Japanese patients had more frequent transaminase elevation and less frequent gastrointestinal involvement compared with white patients in both LA GVHD and NIH chronic GVHD. Methods of diagnosis, staging, and grading of GVHD between the centers could affect the results, but evaluation was made in a standardized way by using the NIH consensus criteria.5  Thus, it is unlikely that staging or grading methods affected the outcomes in this study. Diagnostic practices such as liver biopsy and endoscopy were similar between the centers. The proportions of patients with positive serology for hepatitis B virus and hepatitis C virus were similarly low in both races (1.2% and 0.5%, respectively, in the Japanese cohort, and 1.7% and 0.7%, respectively, in the white cohort).

Despite the higher global score and a greater number of sites involved with chronic GVHD at onset in Japanese patients, the duration of immunosuppression and the probability of NRM were similar between the 2 races. The differences in attributable sites to severe global scores may account for this observation. Liver GVHD may be responsive to therapy with calcineurin inhibitors, whereas gastrointestinal GVHD is clinically more challenging.3  In multivariate analysis, overall mortality was comparable, but Japanese patients had a higher risk of relapse and a lower risk of NRM compared with white patients, suggesting the presence of racial differences in GVHD characteristics leading to these outcomes.

The results should be interpreted with caution because practices differed between the 2 centers in 3 major respects. First, reduced-intensity conditioning was used for BMT only at NCCH and correlated with less frequent involvement of mouth and liver with chronic GVHD. The frequency of mouth and liver involvement, however, was higher in NCCH patients than in FHCRC/SCCA patients after BMT. Second, few patients at NCCH received mycophenolate mofetil after PBSCT. The use of mycophenolate mofetil was associated with less frequent liver involvement and more frequent gastrointestinal involvement after PBSCT at FHCRC/SCCA. The frequency of liver and gastrointestinal involvement, however, was still higher in NCCH patients after BMT where the majority received methotrexate at both centers. Third, few NCCH patients had PBSCT from unrelated donors, but outcomes were similar between related and unrelated donors among patients who had PBSCT at FHCRC/SCCA. We acknowledge that these major practice differences between the centers may be difficult to adjust in the analysis, but practice differences alone do not fully explain the different outcomes.

++++++++++++++++++++

Answer these questions from the GVHD excerpt:
(a) What percentage of the white cohort had positive serology for hepatitis C virus?
(b) What type of conditioning was used for BMT only at NCCH?
(c) In multivariate analysis, how did the risk of relapse in Japanese patients compare with that in white patients?
You will not need the entries that come after this text.

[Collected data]
++++++++++++++++++++

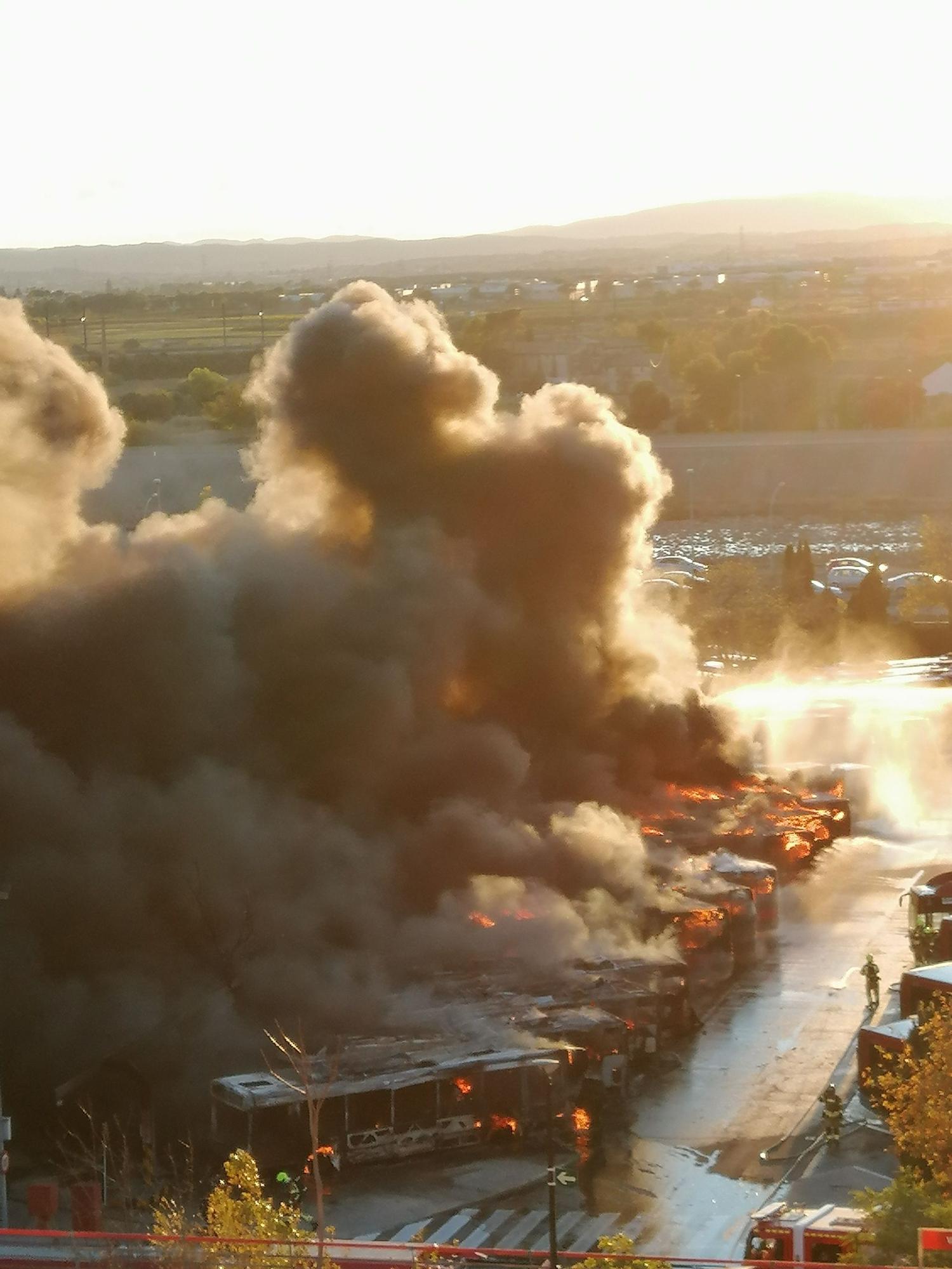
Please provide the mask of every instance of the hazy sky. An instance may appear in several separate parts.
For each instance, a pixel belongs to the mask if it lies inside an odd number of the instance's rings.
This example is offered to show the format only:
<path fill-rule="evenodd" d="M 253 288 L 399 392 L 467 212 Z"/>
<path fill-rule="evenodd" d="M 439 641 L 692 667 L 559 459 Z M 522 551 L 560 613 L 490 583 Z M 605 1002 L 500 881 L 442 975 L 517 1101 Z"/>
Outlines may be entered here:
<path fill-rule="evenodd" d="M 947 0 L 0 0 L 0 246 L 948 194 Z"/>

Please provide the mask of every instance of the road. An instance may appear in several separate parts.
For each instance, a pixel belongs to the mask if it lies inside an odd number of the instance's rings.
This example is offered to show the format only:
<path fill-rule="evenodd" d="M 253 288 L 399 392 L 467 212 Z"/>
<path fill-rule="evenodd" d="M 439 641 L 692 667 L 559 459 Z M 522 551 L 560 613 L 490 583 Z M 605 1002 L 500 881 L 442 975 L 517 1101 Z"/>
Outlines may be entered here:
<path fill-rule="evenodd" d="M 815 1114 L 864 1019 L 864 954 L 880 963 L 883 987 L 897 981 L 909 963 L 899 897 L 946 859 L 943 839 L 854 839 L 783 892 L 779 928 L 758 963 L 712 1005 L 682 1065 L 633 1094 L 632 1128 L 607 1146 L 595 1202 L 638 1213 L 640 1250 L 741 1250 L 749 1212 L 786 1166 L 764 1166 L 759 1151 Z"/>

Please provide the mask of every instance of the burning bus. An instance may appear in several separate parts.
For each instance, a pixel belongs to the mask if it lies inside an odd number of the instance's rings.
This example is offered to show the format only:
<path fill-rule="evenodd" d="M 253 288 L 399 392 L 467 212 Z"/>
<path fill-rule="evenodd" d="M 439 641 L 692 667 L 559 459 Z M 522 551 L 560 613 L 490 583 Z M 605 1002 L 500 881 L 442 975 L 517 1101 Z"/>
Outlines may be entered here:
<path fill-rule="evenodd" d="M 543 1070 L 541 1063 L 557 1066 Z M 322 1146 L 341 1167 L 466 1146 L 512 1142 L 566 1105 L 569 1049 L 552 1044 L 475 1048 L 446 1039 L 352 1039 L 339 1060 L 310 1060 L 322 1100 Z M 212 1081 L 212 1136 L 279 1164 L 312 1150 L 307 1095 L 293 1071 L 256 1071 Z"/>

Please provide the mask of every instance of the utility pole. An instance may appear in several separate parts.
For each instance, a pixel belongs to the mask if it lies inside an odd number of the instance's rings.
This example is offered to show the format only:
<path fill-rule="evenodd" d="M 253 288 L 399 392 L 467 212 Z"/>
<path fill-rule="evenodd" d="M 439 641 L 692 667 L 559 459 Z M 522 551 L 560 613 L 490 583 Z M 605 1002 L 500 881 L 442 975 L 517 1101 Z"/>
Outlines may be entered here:
<path fill-rule="evenodd" d="M 103 378 L 109 373 L 109 345 L 105 341 L 105 308 L 99 315 L 99 338 L 103 344 L 103 364 L 100 367 Z"/>
<path fill-rule="evenodd" d="M 548 1187 L 548 1264 L 559 1269 L 559 1240 L 556 1236 L 555 1206 L 555 1101 L 552 1096 L 552 1067 L 546 1068 L 546 1185 Z"/>
<path fill-rule="evenodd" d="M 9 892 L 9 886 L 0 890 L 0 898 L 6 898 Z M 4 1099 L 0 1093 L 0 1230 L 10 1228 L 10 1212 L 6 1206 L 6 1142 L 11 1136 L 10 1121 L 4 1114 Z"/>
<path fill-rule="evenodd" d="M 744 430 L 744 377 L 741 374 L 735 374 L 734 378 L 737 381 L 737 431 Z"/>
<path fill-rule="evenodd" d="M 6 1206 L 6 1142 L 10 1140 L 10 1121 L 4 1115 L 4 1100 L 0 1094 L 0 1230 L 10 1228 L 10 1212 Z"/>
<path fill-rule="evenodd" d="M 556 1232 L 556 1170 L 555 1170 L 555 1080 L 559 1062 L 555 1058 L 542 1058 L 533 1062 L 546 1077 L 546 1187 L 548 1189 L 548 1266 L 559 1269 L 559 1236 Z"/>

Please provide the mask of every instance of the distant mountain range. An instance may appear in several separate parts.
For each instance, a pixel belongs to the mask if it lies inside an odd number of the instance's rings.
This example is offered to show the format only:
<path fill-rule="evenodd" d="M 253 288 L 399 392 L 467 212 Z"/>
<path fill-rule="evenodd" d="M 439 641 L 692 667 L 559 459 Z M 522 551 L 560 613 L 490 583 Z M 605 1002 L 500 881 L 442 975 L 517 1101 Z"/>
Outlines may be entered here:
<path fill-rule="evenodd" d="M 952 198 L 793 194 L 680 203 L 500 233 L 444 239 L 256 239 L 0 249 L 0 284 L 95 291 L 156 282 L 321 283 L 360 272 L 430 277 L 566 269 L 647 270 L 677 253 L 743 258 L 896 254 L 952 245 Z"/>

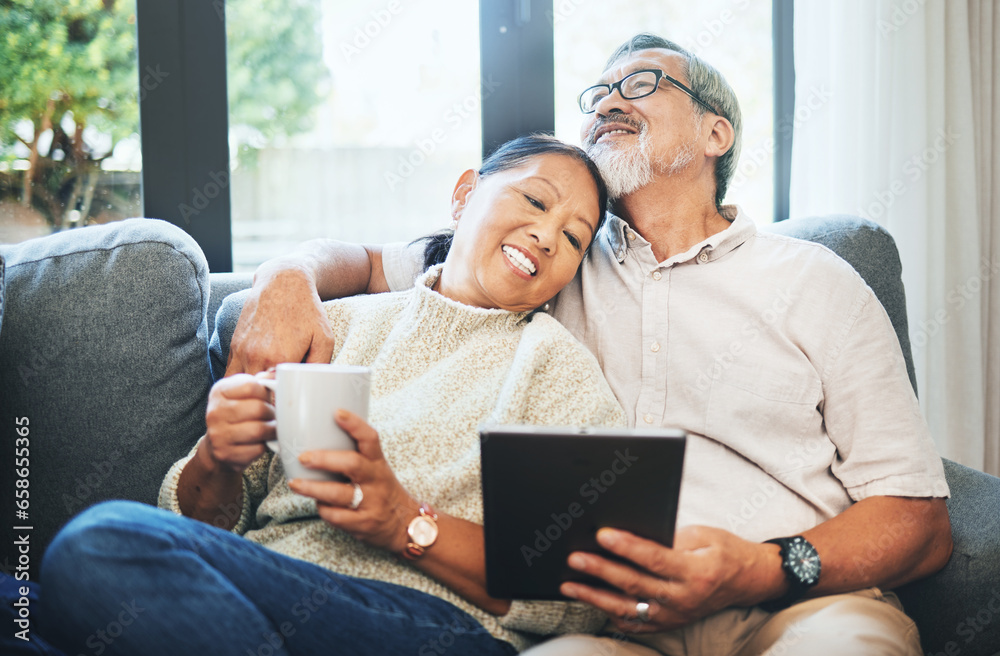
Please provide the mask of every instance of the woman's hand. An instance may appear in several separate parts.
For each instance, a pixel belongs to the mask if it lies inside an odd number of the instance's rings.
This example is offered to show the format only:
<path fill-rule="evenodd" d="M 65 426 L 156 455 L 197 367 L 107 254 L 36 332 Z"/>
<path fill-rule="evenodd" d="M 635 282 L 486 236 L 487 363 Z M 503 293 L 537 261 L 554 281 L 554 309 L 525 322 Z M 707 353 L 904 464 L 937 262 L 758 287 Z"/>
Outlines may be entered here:
<path fill-rule="evenodd" d="M 273 371 L 258 374 L 273 378 Z M 212 386 L 205 413 L 207 431 L 198 455 L 210 469 L 242 472 L 275 439 L 274 405 L 270 390 L 256 376 L 236 374 Z"/>
<path fill-rule="evenodd" d="M 403 489 L 385 461 L 378 432 L 346 410 L 338 410 L 334 418 L 354 438 L 358 450 L 306 451 L 299 461 L 310 469 L 342 474 L 351 482 L 293 479 L 288 486 L 316 499 L 319 516 L 331 526 L 374 547 L 402 553 L 407 543 L 406 528 L 419 513 L 420 504 Z M 361 486 L 364 499 L 351 510 L 355 485 Z"/>

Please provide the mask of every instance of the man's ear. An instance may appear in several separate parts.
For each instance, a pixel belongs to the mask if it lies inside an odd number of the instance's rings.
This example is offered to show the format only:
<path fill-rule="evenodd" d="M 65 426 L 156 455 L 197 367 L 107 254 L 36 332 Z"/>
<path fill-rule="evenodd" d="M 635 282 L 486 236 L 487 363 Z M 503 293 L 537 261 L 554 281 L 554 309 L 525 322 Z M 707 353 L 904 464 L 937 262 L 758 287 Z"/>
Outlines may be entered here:
<path fill-rule="evenodd" d="M 729 152 L 735 141 L 736 130 L 733 129 L 733 124 L 728 119 L 716 116 L 705 145 L 705 157 L 722 157 Z"/>
<path fill-rule="evenodd" d="M 469 169 L 463 173 L 455 184 L 455 190 L 451 192 L 451 218 L 455 221 L 462 216 L 465 206 L 469 202 L 469 194 L 476 188 L 479 182 L 479 173 L 474 169 Z"/>

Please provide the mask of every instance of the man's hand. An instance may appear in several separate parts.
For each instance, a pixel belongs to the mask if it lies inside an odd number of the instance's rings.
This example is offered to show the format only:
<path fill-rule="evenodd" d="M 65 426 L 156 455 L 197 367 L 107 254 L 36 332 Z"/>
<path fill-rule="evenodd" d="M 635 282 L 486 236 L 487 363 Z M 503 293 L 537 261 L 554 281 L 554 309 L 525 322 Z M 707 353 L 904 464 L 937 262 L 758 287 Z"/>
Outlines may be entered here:
<path fill-rule="evenodd" d="M 229 344 L 226 376 L 281 362 L 330 362 L 333 331 L 309 274 L 283 269 L 255 277 Z"/>
<path fill-rule="evenodd" d="M 600 608 L 623 632 L 675 629 L 729 606 L 750 606 L 777 596 L 784 585 L 777 545 L 748 542 L 722 529 L 682 528 L 673 549 L 613 529 L 598 531 L 597 541 L 638 567 L 574 552 L 571 567 L 604 579 L 618 591 L 581 583 L 564 583 L 560 590 Z M 636 621 L 640 601 L 649 603 L 648 622 Z"/>

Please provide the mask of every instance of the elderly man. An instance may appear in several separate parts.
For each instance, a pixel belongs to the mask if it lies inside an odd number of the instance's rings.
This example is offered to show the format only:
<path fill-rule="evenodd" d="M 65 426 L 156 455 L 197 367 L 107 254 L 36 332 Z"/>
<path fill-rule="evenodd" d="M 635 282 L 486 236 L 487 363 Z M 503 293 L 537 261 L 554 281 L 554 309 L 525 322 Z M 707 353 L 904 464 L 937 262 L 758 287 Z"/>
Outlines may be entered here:
<path fill-rule="evenodd" d="M 603 529 L 621 559 L 571 555 L 612 587 L 562 592 L 616 635 L 531 653 L 919 654 L 884 591 L 947 562 L 948 487 L 885 311 L 822 246 L 722 205 L 741 120 L 715 69 L 641 34 L 597 82 L 582 139 L 613 216 L 549 311 L 635 424 L 688 431 L 680 528 L 673 548 Z M 262 265 L 230 372 L 329 361 L 317 290 L 405 287 L 416 250 L 318 242 Z"/>

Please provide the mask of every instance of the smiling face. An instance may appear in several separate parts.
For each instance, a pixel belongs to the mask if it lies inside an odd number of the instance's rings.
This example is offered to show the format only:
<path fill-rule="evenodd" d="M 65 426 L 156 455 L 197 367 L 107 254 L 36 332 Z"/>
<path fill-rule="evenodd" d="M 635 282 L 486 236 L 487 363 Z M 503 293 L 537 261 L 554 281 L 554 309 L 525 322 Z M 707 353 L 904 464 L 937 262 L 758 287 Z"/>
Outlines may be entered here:
<path fill-rule="evenodd" d="M 640 50 L 623 57 L 597 80 L 612 83 L 643 69 L 658 69 L 687 84 L 684 58 L 663 48 Z M 612 199 L 651 183 L 656 176 L 676 175 L 695 159 L 700 143 L 701 113 L 670 82 L 643 98 L 626 100 L 615 90 L 588 114 L 580 139 L 608 183 Z"/>
<path fill-rule="evenodd" d="M 566 286 L 593 239 L 603 208 L 587 167 L 545 154 L 455 187 L 458 219 L 438 291 L 483 308 L 533 310 Z"/>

++++++++++++++++++++

Output:
(a) 0.7%
(b) Reduced-intensity conditioning
(c) Japanese patients had a higher risk of relapse.